# Listed entries
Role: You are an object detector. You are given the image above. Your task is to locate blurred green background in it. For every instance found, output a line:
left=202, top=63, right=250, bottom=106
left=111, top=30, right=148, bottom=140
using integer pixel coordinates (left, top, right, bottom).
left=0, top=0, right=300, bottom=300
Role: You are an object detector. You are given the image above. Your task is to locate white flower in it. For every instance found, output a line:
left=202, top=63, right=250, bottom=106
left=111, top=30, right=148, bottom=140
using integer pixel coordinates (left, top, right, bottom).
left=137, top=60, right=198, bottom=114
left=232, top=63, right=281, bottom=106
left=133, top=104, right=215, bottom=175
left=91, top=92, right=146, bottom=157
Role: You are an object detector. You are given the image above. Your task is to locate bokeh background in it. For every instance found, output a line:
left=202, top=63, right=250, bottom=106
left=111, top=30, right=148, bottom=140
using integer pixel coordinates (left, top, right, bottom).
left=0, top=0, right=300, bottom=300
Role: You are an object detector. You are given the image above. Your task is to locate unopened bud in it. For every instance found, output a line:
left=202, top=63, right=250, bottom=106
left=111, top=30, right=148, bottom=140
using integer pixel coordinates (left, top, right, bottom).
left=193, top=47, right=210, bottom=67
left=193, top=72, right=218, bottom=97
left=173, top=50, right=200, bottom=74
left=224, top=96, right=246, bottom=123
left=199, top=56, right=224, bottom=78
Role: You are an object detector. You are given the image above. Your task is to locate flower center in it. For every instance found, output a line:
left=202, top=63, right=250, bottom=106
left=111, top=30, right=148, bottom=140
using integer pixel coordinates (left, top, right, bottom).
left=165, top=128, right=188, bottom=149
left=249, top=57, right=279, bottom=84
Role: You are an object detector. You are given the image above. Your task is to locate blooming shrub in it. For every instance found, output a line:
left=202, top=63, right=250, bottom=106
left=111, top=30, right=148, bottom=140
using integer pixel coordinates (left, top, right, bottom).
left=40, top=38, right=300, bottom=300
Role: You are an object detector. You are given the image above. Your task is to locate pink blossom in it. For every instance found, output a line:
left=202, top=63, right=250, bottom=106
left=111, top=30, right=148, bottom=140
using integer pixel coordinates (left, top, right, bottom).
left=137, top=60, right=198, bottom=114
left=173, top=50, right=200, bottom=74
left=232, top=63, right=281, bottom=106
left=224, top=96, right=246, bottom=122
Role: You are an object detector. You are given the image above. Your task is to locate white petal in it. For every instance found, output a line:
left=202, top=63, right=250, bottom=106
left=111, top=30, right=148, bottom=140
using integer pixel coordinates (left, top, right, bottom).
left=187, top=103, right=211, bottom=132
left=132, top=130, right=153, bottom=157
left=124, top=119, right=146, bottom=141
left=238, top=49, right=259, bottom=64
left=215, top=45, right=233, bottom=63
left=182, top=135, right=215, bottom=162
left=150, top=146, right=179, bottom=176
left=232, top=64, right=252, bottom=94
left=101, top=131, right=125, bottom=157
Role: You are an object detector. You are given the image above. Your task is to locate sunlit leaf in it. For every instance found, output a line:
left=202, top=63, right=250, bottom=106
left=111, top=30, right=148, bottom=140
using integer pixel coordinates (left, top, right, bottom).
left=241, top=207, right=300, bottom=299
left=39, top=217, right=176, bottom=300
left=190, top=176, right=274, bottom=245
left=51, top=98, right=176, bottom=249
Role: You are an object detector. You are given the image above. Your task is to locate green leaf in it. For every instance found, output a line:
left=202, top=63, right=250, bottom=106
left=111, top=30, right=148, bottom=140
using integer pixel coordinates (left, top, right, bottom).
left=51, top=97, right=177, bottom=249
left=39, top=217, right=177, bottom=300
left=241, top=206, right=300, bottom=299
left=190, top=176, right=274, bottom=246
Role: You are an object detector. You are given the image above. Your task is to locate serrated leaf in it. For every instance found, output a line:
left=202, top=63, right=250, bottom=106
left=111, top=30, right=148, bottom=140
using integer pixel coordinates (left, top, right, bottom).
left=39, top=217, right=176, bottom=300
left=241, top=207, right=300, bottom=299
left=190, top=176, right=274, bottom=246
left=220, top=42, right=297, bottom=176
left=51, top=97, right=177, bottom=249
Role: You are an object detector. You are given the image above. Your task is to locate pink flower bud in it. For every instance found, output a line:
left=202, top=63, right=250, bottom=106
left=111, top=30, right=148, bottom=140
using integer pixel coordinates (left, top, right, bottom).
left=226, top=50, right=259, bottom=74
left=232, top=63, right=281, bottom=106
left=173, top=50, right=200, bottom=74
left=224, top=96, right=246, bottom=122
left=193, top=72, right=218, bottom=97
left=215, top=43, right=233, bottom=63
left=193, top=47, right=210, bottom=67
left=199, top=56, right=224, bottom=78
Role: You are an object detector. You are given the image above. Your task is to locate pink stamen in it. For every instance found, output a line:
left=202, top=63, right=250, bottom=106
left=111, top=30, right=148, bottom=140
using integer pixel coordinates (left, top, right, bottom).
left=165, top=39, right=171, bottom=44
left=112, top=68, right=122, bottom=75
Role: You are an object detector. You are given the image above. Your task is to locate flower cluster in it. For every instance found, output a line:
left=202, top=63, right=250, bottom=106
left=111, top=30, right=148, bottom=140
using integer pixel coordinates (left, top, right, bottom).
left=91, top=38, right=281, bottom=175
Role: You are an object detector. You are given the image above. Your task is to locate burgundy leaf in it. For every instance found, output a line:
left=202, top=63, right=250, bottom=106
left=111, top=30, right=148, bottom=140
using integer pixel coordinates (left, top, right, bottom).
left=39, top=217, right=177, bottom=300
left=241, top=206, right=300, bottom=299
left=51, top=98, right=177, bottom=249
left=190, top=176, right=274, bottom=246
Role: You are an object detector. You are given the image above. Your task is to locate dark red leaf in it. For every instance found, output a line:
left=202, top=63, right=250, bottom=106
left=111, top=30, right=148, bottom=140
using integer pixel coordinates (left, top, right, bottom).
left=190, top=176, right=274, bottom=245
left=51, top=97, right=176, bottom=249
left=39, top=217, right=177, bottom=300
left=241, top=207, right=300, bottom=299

# Task statement
Reproduce all of the data above word for word, keeping every line in its original order.

# Full output
Role: You are an object detector. You are given the image above. Your task is to locate blurred green background in it. For every instance found, output a line:
left=202, top=63, right=250, bottom=106
left=111, top=30, right=148, bottom=140
using integer pixel coordinates (left, top, right, bottom).
left=0, top=0, right=300, bottom=300
Role: You are an object detector. You are given the image above. Your task is to locate white flower in it. For every instance found, output a line:
left=202, top=63, right=250, bottom=106
left=111, top=30, right=148, bottom=140
using integer pixel coordinates (left, top, right, bottom).
left=137, top=60, right=198, bottom=114
left=232, top=63, right=281, bottom=106
left=133, top=104, right=215, bottom=175
left=91, top=92, right=146, bottom=157
Role: You are an object detector. You are given the image above. Your task is to locate bokeh background in it. For every instance found, output a line:
left=202, top=63, right=250, bottom=106
left=111, top=30, right=148, bottom=140
using integer pixel coordinates (left, top, right, bottom).
left=0, top=0, right=300, bottom=300
Role: You are an object detector. You are given the image above. Your task is to locate unopened bud in it. For every instance found, output a line:
left=202, top=63, right=250, bottom=106
left=111, top=30, right=148, bottom=140
using integer pixel coordinates (left, top, right, bottom).
left=193, top=47, right=210, bottom=67
left=193, top=72, right=218, bottom=97
left=173, top=50, right=200, bottom=74
left=224, top=96, right=246, bottom=123
left=199, top=56, right=224, bottom=78
Role: You are an object detector. You are given the image above. Your task is to locate flower center in it. For every instance found, output a line:
left=202, top=63, right=250, bottom=106
left=111, top=30, right=148, bottom=140
using integer pixel coordinates (left, top, right, bottom).
left=165, top=128, right=188, bottom=149
left=249, top=57, right=279, bottom=84
Role: You are an object detector. You are given the image above. Your task is to locate blooming shrub in it. For every instance found, output a line:
left=202, top=63, right=250, bottom=106
left=111, top=30, right=148, bottom=140
using integer pixel coordinates (left, top, right, bottom).
left=40, top=38, right=300, bottom=300
Role: You are an object detector. You are given the image above. Your task is to locate pink blossom in it. For every instance found, output a line:
left=202, top=63, right=250, bottom=106
left=111, top=30, right=148, bottom=140
using integer pixel coordinates (left, top, right, bottom).
left=137, top=60, right=198, bottom=114
left=173, top=50, right=200, bottom=74
left=232, top=63, right=281, bottom=106
left=224, top=96, right=246, bottom=122
Role: You are an object detector. You are given the image above. Your task is to locate white petal in it. For every instance found, output a line:
left=202, top=63, right=250, bottom=106
left=111, top=30, right=148, bottom=140
using integer pixel coordinates (left, top, right, bottom).
left=187, top=103, right=211, bottom=132
left=132, top=130, right=153, bottom=157
left=124, top=119, right=146, bottom=141
left=238, top=49, right=259, bottom=64
left=215, top=45, right=233, bottom=63
left=182, top=135, right=215, bottom=162
left=150, top=146, right=179, bottom=176
left=232, top=64, right=252, bottom=94
left=101, top=131, right=125, bottom=157
Role: You are an object detector. You are given the image above. Your task is to locate sunlit leaf in it. For every instance found, output a line:
left=202, top=63, right=250, bottom=106
left=111, top=30, right=148, bottom=140
using integer pixel coordinates (left, top, right, bottom).
left=241, top=207, right=300, bottom=299
left=39, top=217, right=176, bottom=300
left=190, top=176, right=274, bottom=245
left=51, top=98, right=176, bottom=249
Role: You are an object detector. You are given the image above. Your task is to locate green leaf in it. For every instance found, output a line:
left=202, top=63, right=250, bottom=106
left=111, top=30, right=148, bottom=140
using integer pixel coordinates (left, top, right, bottom).
left=51, top=97, right=177, bottom=249
left=39, top=217, right=177, bottom=300
left=241, top=206, right=300, bottom=299
left=190, top=176, right=274, bottom=246
Role: You are an object detector. You are given the image above. Your task is to locate serrated leaf in it. For every instance found, output a line:
left=202, top=63, right=250, bottom=106
left=111, top=30, right=148, bottom=140
using integer pixel coordinates (left, top, right, bottom).
left=39, top=217, right=176, bottom=300
left=241, top=207, right=300, bottom=299
left=190, top=176, right=274, bottom=246
left=220, top=42, right=297, bottom=176
left=51, top=97, right=177, bottom=249
Role: You are an object detector. You are given the image above. Your task is to locate pink flower bud in it. For every instance found, output a line:
left=202, top=63, right=250, bottom=106
left=111, top=30, right=148, bottom=140
using integer pixel coordinates (left, top, right, bottom).
left=226, top=50, right=259, bottom=74
left=232, top=63, right=281, bottom=106
left=173, top=50, right=200, bottom=74
left=224, top=96, right=246, bottom=122
left=193, top=72, right=218, bottom=97
left=215, top=43, right=233, bottom=63
left=193, top=47, right=210, bottom=67
left=199, top=56, right=224, bottom=78
Role: You are an object detector. You are given the image above. Your task is to locate pink stamen in it. For every instance found, output a line:
left=202, top=63, right=250, bottom=106
left=111, top=30, right=148, bottom=140
using integer pixel coordinates (left, top, right, bottom).
left=165, top=39, right=171, bottom=44
left=112, top=68, right=122, bottom=75
Role: You are an object detector. You are given the image above. Your task is to locate flower cluster in it. For every instance found, output a line:
left=202, top=63, right=250, bottom=106
left=111, top=30, right=148, bottom=140
using integer pixel coordinates (left, top, right, bottom).
left=91, top=38, right=281, bottom=175
Role: You are an object detector. You are given the image above. Your task is to locate burgundy leaf in it. For every instance found, output a line:
left=202, top=63, right=250, bottom=106
left=111, top=30, right=148, bottom=140
using integer pixel coordinates (left, top, right, bottom).
left=39, top=217, right=177, bottom=300
left=241, top=206, right=300, bottom=299
left=51, top=98, right=177, bottom=249
left=190, top=176, right=274, bottom=246
Role: You are an object detector. You are given the image above. Your task is to locate dark red leaf in it. For every instance found, output a line:
left=202, top=63, right=250, bottom=106
left=111, top=30, right=148, bottom=140
using integer pixel coordinates (left, top, right, bottom).
left=190, top=176, right=274, bottom=245
left=51, top=97, right=176, bottom=249
left=39, top=217, right=177, bottom=300
left=241, top=207, right=300, bottom=299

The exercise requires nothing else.